• YOUR OBJECTIVE
Produce a copy of every line in the records that holds the string "target".

Collected data entries:

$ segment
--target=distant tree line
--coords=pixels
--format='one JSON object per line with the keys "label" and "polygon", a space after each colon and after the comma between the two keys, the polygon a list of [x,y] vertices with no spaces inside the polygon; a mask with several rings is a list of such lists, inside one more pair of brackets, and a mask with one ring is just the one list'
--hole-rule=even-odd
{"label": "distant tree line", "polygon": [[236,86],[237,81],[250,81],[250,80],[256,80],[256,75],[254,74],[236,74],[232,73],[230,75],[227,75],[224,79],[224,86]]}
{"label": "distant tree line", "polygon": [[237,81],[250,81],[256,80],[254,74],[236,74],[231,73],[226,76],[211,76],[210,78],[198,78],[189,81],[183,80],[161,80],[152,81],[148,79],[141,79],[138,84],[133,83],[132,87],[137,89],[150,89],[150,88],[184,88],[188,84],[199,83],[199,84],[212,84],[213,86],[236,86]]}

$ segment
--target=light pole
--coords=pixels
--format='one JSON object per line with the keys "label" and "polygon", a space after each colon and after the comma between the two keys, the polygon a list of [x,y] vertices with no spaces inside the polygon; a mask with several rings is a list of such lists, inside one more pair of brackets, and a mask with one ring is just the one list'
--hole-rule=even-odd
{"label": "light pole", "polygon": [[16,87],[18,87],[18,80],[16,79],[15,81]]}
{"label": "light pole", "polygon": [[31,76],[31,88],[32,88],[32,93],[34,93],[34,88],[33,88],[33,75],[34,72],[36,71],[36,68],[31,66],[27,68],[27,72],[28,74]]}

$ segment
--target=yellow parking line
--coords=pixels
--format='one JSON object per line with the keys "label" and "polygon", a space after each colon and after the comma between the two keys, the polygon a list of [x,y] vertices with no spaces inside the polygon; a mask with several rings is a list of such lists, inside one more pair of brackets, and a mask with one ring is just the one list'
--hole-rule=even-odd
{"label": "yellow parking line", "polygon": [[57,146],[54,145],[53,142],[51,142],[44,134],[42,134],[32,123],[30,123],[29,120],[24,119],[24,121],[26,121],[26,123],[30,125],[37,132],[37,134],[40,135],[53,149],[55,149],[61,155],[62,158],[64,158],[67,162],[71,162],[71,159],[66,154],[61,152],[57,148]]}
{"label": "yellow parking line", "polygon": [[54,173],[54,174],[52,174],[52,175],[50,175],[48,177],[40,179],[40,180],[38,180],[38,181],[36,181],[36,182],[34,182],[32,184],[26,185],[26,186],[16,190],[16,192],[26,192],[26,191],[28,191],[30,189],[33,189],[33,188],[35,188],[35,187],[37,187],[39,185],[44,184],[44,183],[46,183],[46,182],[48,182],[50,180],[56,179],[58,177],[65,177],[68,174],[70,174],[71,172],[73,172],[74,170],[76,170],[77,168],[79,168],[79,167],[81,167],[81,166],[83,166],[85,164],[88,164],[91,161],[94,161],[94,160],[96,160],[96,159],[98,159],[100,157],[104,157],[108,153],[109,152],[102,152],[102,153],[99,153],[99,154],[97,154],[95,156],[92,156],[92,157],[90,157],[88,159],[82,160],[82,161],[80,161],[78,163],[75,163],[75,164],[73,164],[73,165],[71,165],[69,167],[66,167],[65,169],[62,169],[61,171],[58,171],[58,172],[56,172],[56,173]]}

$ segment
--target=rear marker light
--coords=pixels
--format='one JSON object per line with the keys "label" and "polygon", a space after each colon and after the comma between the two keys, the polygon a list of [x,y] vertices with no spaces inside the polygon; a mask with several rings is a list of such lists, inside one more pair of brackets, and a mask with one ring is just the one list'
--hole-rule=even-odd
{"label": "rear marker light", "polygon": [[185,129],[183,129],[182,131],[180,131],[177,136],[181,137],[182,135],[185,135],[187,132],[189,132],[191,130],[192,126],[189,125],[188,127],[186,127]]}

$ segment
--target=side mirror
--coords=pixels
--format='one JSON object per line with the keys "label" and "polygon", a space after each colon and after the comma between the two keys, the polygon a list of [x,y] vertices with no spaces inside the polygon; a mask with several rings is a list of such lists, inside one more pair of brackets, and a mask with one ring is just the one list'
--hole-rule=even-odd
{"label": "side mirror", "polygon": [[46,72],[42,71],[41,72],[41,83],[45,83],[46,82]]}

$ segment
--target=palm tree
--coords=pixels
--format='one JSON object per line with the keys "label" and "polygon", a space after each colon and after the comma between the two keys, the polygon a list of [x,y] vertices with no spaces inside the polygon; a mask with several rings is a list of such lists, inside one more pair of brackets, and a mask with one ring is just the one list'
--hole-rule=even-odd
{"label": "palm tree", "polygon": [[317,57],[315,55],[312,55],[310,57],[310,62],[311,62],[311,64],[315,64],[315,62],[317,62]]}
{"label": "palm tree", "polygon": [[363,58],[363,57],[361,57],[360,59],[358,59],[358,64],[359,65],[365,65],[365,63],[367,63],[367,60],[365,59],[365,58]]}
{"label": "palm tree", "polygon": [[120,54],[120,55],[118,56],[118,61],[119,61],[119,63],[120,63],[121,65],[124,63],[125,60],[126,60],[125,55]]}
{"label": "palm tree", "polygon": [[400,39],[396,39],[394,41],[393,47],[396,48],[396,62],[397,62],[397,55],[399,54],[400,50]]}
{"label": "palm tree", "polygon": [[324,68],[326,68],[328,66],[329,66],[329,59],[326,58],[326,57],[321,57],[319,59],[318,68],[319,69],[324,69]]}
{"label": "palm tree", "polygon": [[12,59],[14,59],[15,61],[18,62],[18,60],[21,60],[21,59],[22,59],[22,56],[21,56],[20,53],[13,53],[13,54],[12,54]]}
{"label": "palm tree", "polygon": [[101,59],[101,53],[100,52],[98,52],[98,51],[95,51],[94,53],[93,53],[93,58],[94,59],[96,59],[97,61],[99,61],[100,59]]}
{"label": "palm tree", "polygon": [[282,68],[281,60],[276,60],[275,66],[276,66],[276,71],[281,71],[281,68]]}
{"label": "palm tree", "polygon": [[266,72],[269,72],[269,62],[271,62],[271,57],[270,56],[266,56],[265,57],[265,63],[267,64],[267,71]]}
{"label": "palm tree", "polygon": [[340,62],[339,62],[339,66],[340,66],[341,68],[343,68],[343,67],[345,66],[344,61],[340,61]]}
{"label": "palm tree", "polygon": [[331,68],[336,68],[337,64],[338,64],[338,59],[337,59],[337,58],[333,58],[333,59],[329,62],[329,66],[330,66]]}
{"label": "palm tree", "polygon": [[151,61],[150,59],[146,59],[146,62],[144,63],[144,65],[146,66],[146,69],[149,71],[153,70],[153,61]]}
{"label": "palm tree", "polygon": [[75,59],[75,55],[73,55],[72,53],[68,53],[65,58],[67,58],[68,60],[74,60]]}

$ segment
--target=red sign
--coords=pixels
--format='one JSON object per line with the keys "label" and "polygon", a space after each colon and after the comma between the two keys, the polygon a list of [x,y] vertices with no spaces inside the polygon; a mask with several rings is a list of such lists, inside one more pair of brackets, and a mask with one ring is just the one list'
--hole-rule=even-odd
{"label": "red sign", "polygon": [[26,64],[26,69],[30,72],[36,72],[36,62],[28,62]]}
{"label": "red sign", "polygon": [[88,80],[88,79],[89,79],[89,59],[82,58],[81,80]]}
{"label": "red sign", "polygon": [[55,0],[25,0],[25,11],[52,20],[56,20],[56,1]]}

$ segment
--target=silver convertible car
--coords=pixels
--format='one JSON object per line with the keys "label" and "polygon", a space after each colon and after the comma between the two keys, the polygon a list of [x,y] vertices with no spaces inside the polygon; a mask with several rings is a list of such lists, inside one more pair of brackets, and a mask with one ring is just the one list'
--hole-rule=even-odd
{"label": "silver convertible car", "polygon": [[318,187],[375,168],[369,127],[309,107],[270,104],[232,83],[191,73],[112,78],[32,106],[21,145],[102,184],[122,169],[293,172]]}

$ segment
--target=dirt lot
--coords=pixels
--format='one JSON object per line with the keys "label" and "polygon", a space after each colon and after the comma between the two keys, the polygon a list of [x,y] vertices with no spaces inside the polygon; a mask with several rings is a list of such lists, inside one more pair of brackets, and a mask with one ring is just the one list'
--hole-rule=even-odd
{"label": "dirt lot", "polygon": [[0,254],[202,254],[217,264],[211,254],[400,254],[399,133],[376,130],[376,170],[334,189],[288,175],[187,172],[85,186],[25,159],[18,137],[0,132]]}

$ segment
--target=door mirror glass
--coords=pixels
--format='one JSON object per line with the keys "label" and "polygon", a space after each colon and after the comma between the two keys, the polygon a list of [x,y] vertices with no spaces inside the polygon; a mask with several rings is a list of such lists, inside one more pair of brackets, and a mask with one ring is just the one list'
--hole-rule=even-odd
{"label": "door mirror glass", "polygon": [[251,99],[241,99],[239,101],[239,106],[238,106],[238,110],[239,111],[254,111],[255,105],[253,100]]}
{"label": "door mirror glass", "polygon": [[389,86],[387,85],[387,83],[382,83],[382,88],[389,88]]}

• ANSWER SECTION
--target=distant tree line
--target=light pole
--target=yellow parking line
--target=rear marker light
--target=side mirror
--target=palm tree
--target=red sign
--target=silver convertible car
--target=dirt lot
--target=door mirror glass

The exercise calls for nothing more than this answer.